Task item | Work out how many lines of the listing below hold the word "background", and give that number only.

Records for the exercise |
[Start of section]

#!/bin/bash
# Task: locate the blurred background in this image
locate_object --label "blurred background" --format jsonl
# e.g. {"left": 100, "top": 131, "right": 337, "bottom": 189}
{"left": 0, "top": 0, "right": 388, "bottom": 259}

[End of section]

Written response | 2